• [Problem to work on]
Since the entries below must stay intact, return each one exactly.

Collected data
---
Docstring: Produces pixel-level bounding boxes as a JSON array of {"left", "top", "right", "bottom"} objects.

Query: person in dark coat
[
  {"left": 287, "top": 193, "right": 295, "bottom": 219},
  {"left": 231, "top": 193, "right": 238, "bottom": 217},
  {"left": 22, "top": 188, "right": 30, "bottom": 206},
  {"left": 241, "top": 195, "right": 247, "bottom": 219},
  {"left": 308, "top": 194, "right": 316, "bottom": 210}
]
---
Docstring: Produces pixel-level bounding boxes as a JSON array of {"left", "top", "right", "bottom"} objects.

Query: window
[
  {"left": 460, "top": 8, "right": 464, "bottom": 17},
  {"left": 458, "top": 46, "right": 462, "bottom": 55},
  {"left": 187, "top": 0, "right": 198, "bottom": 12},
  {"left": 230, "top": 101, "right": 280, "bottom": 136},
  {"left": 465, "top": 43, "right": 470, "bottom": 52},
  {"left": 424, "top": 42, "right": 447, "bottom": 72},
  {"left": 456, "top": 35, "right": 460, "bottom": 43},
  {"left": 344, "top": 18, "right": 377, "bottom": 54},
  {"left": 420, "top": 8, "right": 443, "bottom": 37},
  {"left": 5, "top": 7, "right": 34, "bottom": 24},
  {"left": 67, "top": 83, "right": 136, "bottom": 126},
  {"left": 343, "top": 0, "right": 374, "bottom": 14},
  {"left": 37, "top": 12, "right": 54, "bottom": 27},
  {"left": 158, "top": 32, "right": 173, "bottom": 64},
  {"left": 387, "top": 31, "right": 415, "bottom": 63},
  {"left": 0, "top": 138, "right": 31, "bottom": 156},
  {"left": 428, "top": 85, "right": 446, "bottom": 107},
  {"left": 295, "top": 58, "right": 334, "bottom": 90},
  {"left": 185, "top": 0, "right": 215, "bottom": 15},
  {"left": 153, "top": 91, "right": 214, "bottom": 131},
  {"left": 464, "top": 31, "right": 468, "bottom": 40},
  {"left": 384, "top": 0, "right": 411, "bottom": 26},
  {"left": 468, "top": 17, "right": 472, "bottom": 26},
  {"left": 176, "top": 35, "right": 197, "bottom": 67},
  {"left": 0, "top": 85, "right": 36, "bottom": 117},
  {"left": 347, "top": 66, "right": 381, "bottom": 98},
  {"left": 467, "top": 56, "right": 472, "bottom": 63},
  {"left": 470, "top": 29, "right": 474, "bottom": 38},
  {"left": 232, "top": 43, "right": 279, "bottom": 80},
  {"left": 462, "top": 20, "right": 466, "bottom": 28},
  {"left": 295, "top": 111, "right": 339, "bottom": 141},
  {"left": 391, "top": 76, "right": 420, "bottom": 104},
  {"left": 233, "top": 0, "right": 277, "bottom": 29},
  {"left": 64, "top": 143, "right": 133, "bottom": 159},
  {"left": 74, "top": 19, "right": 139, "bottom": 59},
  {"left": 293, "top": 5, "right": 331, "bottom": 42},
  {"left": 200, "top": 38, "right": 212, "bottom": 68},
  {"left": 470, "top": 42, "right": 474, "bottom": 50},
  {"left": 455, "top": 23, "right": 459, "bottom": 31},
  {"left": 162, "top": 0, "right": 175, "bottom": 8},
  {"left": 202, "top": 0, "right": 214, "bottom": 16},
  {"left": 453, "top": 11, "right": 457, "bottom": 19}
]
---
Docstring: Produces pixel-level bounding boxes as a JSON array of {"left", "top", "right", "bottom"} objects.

• [Exercise result]
---
Docstring: Produces pixel-level bounding boxes as a JSON array of {"left", "top", "right", "bottom"} objects.

Query: person in dark coat
[
  {"left": 287, "top": 193, "right": 295, "bottom": 219},
  {"left": 231, "top": 193, "right": 238, "bottom": 217},
  {"left": 22, "top": 188, "right": 30, "bottom": 206},
  {"left": 241, "top": 195, "right": 247, "bottom": 219},
  {"left": 308, "top": 194, "right": 316, "bottom": 210}
]
---
Docstring: Produces pixel-level bounding boxes as a JSON array of {"left", "top", "right", "bottom"} objects.

Query: window
[
  {"left": 460, "top": 8, "right": 464, "bottom": 17},
  {"left": 458, "top": 46, "right": 462, "bottom": 55},
  {"left": 187, "top": 0, "right": 198, "bottom": 12},
  {"left": 230, "top": 101, "right": 280, "bottom": 136},
  {"left": 465, "top": 43, "right": 470, "bottom": 52},
  {"left": 424, "top": 42, "right": 447, "bottom": 72},
  {"left": 456, "top": 35, "right": 460, "bottom": 43},
  {"left": 344, "top": 18, "right": 377, "bottom": 54},
  {"left": 420, "top": 8, "right": 443, "bottom": 37},
  {"left": 5, "top": 7, "right": 34, "bottom": 24},
  {"left": 67, "top": 83, "right": 136, "bottom": 126},
  {"left": 343, "top": 0, "right": 374, "bottom": 14},
  {"left": 37, "top": 12, "right": 54, "bottom": 27},
  {"left": 158, "top": 32, "right": 173, "bottom": 64},
  {"left": 387, "top": 31, "right": 415, "bottom": 63},
  {"left": 0, "top": 138, "right": 31, "bottom": 156},
  {"left": 428, "top": 85, "right": 446, "bottom": 107},
  {"left": 295, "top": 58, "right": 334, "bottom": 90},
  {"left": 185, "top": 0, "right": 215, "bottom": 15},
  {"left": 153, "top": 91, "right": 214, "bottom": 131},
  {"left": 464, "top": 31, "right": 468, "bottom": 40},
  {"left": 384, "top": 0, "right": 411, "bottom": 26},
  {"left": 468, "top": 17, "right": 472, "bottom": 26},
  {"left": 176, "top": 35, "right": 197, "bottom": 67},
  {"left": 0, "top": 85, "right": 36, "bottom": 117},
  {"left": 347, "top": 66, "right": 381, "bottom": 98},
  {"left": 467, "top": 56, "right": 472, "bottom": 63},
  {"left": 470, "top": 29, "right": 474, "bottom": 38},
  {"left": 232, "top": 43, "right": 279, "bottom": 80},
  {"left": 462, "top": 20, "right": 466, "bottom": 28},
  {"left": 295, "top": 111, "right": 339, "bottom": 141},
  {"left": 391, "top": 76, "right": 420, "bottom": 104},
  {"left": 233, "top": 0, "right": 277, "bottom": 29},
  {"left": 64, "top": 143, "right": 133, "bottom": 159},
  {"left": 74, "top": 19, "right": 139, "bottom": 59},
  {"left": 293, "top": 5, "right": 331, "bottom": 42},
  {"left": 200, "top": 38, "right": 212, "bottom": 68},
  {"left": 470, "top": 42, "right": 474, "bottom": 50},
  {"left": 455, "top": 23, "right": 459, "bottom": 31},
  {"left": 162, "top": 0, "right": 175, "bottom": 8},
  {"left": 202, "top": 0, "right": 214, "bottom": 16},
  {"left": 453, "top": 11, "right": 457, "bottom": 19}
]
---
Docstring: Produces pixel-level bounding boxes as a JSON array of {"left", "top", "right", "bottom"} objects.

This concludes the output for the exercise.